◆ EXERCISE
Look below for the lines from the one with "Target: decorative stone carving" to the one with "Question. Locate the peach", and copy exactly those lines, both ends included.
-- Opening Marker --
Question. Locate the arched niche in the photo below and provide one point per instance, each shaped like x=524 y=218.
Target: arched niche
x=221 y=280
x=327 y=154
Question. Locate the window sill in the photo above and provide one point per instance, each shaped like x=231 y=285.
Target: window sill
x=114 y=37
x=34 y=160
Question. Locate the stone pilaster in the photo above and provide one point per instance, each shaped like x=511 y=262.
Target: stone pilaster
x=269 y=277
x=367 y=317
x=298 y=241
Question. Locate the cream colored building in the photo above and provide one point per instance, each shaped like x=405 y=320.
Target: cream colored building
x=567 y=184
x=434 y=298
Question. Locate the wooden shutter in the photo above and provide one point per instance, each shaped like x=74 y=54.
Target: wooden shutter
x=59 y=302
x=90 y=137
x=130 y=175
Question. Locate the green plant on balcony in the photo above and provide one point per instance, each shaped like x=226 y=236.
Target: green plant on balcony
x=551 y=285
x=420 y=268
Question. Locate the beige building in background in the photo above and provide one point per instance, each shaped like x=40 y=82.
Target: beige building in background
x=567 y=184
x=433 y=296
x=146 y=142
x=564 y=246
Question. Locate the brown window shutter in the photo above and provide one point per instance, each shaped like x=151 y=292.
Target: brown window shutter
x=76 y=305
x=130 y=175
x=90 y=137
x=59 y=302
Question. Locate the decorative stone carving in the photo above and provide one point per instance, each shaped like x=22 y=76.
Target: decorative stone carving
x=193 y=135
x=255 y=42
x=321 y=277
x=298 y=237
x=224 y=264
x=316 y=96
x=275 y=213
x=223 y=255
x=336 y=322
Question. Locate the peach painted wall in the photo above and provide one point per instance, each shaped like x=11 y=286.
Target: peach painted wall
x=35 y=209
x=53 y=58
-- Closing Marker --
-- Opening Marker --
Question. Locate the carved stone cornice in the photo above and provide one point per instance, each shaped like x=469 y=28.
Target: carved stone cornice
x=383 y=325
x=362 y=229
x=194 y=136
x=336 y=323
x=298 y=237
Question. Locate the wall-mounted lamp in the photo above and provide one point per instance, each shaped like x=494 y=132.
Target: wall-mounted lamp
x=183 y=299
-- Closing Marker --
◆ EXERCISE OUTPUT
Target: decorative stone carving
x=193 y=135
x=255 y=42
x=321 y=277
x=298 y=237
x=224 y=264
x=316 y=96
x=275 y=213
x=223 y=255
x=336 y=322
Question. Locate the peach painted wall in the photo above and provide one point per instance, each shaped like x=11 y=286.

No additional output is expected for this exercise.